• _Task objective_
List every line of the data that contains the string "pole", treating uppercase and lowercase letters as different.

• _Excerpted records_
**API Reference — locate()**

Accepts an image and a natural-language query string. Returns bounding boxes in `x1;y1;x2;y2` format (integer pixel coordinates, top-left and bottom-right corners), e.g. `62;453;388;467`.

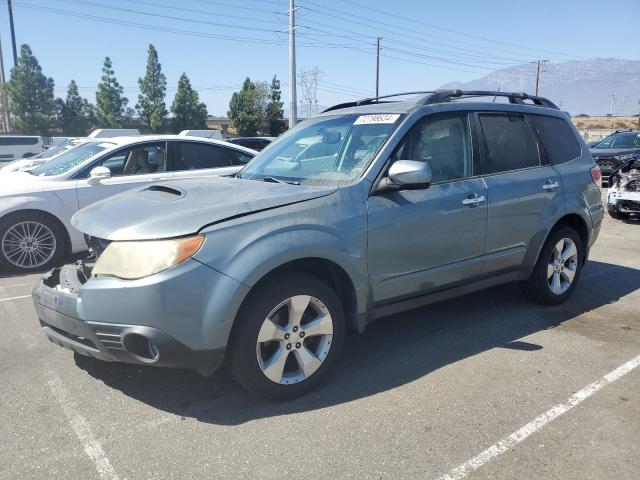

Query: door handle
462;193;487;207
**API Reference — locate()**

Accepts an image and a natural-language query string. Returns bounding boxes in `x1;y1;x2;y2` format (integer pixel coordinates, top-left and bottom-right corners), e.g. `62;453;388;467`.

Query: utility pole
376;37;380;97
531;60;549;97
289;0;298;128
7;0;18;67
0;33;9;133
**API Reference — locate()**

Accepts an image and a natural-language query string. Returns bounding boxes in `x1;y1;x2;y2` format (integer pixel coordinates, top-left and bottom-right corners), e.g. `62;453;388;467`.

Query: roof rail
322;90;559;113
419;90;559;110
322;90;436;113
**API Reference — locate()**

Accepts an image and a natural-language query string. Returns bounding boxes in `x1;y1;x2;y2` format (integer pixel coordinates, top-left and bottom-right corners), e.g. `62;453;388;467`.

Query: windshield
29;142;115;177
239;114;400;185
33;142;73;158
593;132;640;148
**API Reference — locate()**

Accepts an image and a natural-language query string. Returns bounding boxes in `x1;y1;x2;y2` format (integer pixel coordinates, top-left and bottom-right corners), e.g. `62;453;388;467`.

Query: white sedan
0;135;257;272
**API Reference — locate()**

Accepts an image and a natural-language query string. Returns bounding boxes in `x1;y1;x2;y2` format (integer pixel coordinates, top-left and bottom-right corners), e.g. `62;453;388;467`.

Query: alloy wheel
547;238;578;295
2;220;56;269
256;295;333;385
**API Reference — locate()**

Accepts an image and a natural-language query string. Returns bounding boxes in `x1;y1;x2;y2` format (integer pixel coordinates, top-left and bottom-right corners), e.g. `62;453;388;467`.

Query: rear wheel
229;273;345;400
0;213;65;273
607;205;629;220
524;227;584;305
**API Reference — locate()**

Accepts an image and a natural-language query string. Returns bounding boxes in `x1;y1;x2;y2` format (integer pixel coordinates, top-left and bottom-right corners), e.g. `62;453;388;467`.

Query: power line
58;0;278;33
342;0;584;58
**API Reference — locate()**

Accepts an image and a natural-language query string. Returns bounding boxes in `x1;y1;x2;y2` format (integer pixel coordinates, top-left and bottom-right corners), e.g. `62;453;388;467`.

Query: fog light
122;333;160;362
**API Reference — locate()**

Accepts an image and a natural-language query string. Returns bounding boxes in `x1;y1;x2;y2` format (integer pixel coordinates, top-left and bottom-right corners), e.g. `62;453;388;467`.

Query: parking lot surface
0;205;640;480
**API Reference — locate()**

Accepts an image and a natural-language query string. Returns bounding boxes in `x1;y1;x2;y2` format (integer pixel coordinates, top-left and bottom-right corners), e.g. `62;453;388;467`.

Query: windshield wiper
262;177;300;185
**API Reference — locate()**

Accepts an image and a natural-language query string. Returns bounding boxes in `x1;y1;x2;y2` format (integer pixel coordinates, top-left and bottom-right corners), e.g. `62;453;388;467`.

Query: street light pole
7;0;18;67
289;0;298;128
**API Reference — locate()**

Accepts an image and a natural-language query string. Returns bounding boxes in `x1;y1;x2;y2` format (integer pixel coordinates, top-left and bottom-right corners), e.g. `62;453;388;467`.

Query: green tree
6;45;55;135
227;77;268;136
56;80;94;137
136;44;167;132
264;75;287;137
171;73;207;132
95;57;129;128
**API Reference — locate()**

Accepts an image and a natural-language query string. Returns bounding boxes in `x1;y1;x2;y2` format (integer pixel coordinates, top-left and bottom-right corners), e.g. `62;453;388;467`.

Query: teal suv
33;90;603;399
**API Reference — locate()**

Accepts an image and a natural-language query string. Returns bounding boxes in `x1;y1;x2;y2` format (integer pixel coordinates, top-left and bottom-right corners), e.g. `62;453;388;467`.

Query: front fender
194;188;369;313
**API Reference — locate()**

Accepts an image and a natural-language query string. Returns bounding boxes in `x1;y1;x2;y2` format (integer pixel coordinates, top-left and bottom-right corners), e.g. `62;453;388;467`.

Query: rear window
530;115;582;165
478;114;540;175
0;137;38;147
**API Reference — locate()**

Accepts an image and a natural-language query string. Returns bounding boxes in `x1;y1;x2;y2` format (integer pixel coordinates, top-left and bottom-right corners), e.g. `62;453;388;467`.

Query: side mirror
389;160;431;188
89;167;111;185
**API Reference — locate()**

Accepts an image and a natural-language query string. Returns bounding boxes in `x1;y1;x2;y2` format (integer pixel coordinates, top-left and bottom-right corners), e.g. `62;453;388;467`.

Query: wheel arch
240;256;360;330
527;212;589;270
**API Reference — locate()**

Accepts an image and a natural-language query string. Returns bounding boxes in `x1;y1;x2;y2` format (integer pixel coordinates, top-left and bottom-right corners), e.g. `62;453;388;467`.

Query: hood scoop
138;185;185;202
71;177;337;241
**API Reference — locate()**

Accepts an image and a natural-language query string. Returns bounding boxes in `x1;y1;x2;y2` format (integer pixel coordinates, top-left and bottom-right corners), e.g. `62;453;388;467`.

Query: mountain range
440;58;640;115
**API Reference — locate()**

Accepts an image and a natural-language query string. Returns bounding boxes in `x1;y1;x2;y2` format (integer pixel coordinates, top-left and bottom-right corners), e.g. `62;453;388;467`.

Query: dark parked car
591;130;640;180
227;137;276;151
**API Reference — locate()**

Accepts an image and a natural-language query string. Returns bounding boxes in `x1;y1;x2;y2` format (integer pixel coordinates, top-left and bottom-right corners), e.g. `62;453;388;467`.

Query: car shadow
75;262;640;425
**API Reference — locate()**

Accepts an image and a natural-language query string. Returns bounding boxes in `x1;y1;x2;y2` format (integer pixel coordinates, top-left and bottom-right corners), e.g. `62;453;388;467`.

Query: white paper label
353;113;400;125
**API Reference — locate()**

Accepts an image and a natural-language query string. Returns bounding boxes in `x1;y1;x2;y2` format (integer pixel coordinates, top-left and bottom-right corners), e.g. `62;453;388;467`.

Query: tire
523;226;585;305
0;212;66;273
227;272;345;401
607;205;629;220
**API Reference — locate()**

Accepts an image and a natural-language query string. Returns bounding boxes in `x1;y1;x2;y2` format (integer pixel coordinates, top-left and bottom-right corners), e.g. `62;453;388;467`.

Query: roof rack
322;90;436;113
323;90;559;113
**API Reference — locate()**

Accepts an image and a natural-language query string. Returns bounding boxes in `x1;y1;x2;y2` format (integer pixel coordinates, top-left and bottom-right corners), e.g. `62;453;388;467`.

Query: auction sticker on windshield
353;113;400;125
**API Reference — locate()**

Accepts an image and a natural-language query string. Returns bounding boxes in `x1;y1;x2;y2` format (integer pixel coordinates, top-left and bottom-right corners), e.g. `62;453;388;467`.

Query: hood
591;147;640;157
71;177;337;240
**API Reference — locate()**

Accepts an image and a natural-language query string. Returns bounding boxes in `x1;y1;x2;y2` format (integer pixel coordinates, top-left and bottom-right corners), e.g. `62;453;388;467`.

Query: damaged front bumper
33;262;232;373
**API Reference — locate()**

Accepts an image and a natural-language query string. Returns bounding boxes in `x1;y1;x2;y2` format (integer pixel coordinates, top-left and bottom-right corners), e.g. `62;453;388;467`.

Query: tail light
591;165;602;190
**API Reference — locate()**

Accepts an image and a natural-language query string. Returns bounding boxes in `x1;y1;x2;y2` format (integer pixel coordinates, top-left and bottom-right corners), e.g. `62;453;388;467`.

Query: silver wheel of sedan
547;238;578;295
256;295;333;385
2;220;57;269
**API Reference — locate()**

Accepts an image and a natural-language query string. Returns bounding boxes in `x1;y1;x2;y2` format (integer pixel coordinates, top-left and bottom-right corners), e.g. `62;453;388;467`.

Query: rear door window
529;115;582;165
478;113;541;175
172;142;233;171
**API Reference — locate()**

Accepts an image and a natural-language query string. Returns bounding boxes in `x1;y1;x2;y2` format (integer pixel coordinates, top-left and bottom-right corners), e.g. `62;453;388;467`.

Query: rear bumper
33;262;240;372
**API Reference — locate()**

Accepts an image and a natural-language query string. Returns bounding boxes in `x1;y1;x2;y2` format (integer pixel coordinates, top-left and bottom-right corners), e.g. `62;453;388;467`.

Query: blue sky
0;0;640;115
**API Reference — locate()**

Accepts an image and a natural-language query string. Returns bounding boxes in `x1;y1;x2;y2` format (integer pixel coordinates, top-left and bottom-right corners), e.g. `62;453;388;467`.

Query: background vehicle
0;137;88;174
591;131;640;180
0;135;44;164
0;135;256;272
178;129;222;140
607;155;640;219
34;90;603;399
227;137;276;151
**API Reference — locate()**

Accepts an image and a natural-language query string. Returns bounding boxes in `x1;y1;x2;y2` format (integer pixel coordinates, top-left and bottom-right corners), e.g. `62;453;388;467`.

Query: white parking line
47;371;119;480
438;355;640;480
0;294;31;302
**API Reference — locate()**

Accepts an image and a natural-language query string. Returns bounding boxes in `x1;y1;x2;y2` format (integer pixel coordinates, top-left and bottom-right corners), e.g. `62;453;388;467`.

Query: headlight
613;152;640;162
92;235;204;280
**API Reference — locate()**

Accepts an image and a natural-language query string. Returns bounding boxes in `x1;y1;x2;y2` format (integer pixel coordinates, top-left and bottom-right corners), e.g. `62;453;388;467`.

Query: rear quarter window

• _Task solution_
Query: utility pole
Query: street light pole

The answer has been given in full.